ZIEL A> Drucken Sie aus dem Text über solar betriebene Inselnetze den Abschnitt von „Die hier dargebotene“ bis „abgesetzt werden können.“ wortgetreu ab.
ZIEL B> Führen Sie den Text über solar betriebene Inselnetze im Anschluss an seinen letzten Satz weiter.

Die hier dargebotene Konzeption ermöglicht die Realisierung von Inselnetzen, die ausschließlich mit regenerativer Energie aus solaren Quellen betrieben werden und dabei vollständig energieautark sind. Damit eröffnen sich neue Horizonte für den Einsatz solcher Systeme. Dies wurde vor einiger Zeit u. a. auch von der Weltraumtechnologie erkannt, welche auch zu den Erstanwendern der Brennstoffzellen-Technologie gehört. Diese Technologie eignet sich möglicherweise auch für die energetische Versorgung künftiger Stationen auf Himmelskörpern. Auf der Erde eröffnen sich Nutzungsmöglichkeiten in dünn besiedelten Gebieten, auf Inseln sowie in Fahrzeugen jeglicher Art. Die vorgestellte Lösungskonzeption böte auch die Möglichkeit der Entwicklung sich selbst versorgender energieautarker Kapseln, die bei Expeditionen überall in der Welt abgesetzt werden können.

GESAMMELTES MATERIAL>
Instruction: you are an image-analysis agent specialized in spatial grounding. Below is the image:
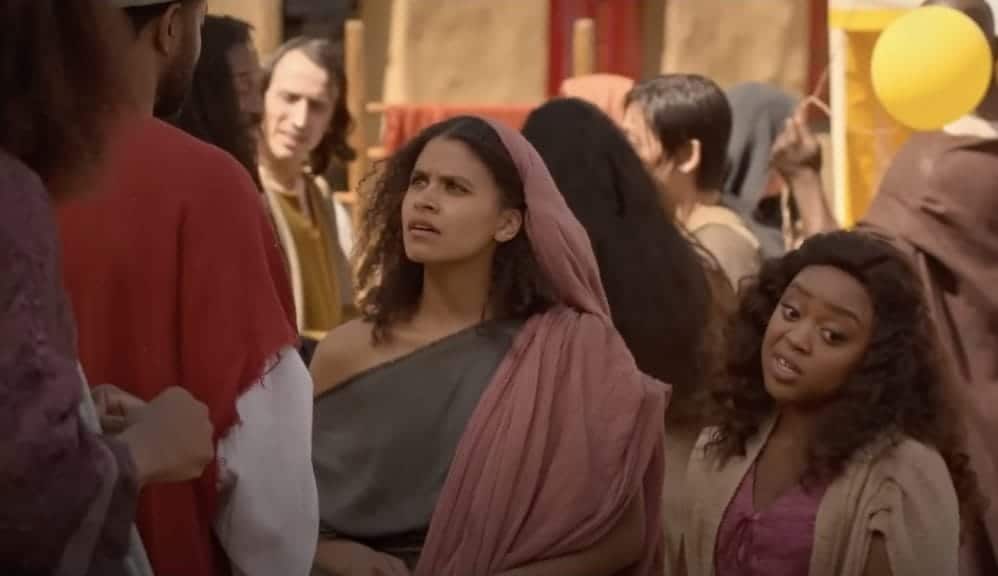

SCHRIFTLICHE ANTWORT A>
Die hier dargebotene Konzeption ermöglicht die Realisierung von Inselnetzen, die ausschließlich mit regenerativer Energie aus solaren Quellen betrieben werden und dabei vollständig energieautark sind. Damit eröffnen sich neue Horizonte für den Einsatz solcher Systeme. Dies wurde vor einiger Zeit u. a. auch von der Weltraumtechnologie erkannt, welche auch zu den Erstanwendern der Brennstoffzellen-Technologie gehört. Diese Technologie eignet sich möglicherweise auch für die energetische Versorgung künftiger Stationen auf Himmelskörpern. Auf der Erde eröffnen sich Nutzungsmöglichkeiten in dünn besiedelten Gebieten, auf Inseln sowie in Fahrzeugen jeglicher Art. Die vorgestellte Lösungskonzeption böte auch die Möglichkeit der Entwicklung sich selbst versorgender energieautarker Kapseln, die bei Expeditionen überall in der Welt abgesetzt werden können.

SCHRIFTLICHE ANTWORT B>
Fazit
Die vorstehenden Ausführungen waren auf das Bemühen gerichtet, eine tragfähige Lösung für isolierte Energiesysteme vorzuschlagen, deren Einsatz vorzugsweise auf den Wohnbereich gerichtet ist und die sich mit Ökostrom komplett selbst versorgen möchten. Dementsprechend sollte auf eine Unterstützung durch den Anschluss an das Öffentliche Stromnetz verzichtet werden, um die Versorgungssicherheit auch in Extremsituationen zu gewährleisten. Dazu wurde vorstehend die Ergänzung der Solaranlage durch ein auf der Wasserstofftechnologie beruhendes Notfallsystem vorgeschlagen, welches sowohl bei nicht ausgleichbarem Stromüberschuss als auch Strommangel in Tätigkeit tritt und im Inselnetz einen Ausgleich schafft. Die vorstehenden Darlegungen gehen über eine bloße Konzeption hinaus, indem zu den dafür benötigten Hauptkomponenten konkrete Hinweise auf marktgängige Produkte unterbreitet wurden.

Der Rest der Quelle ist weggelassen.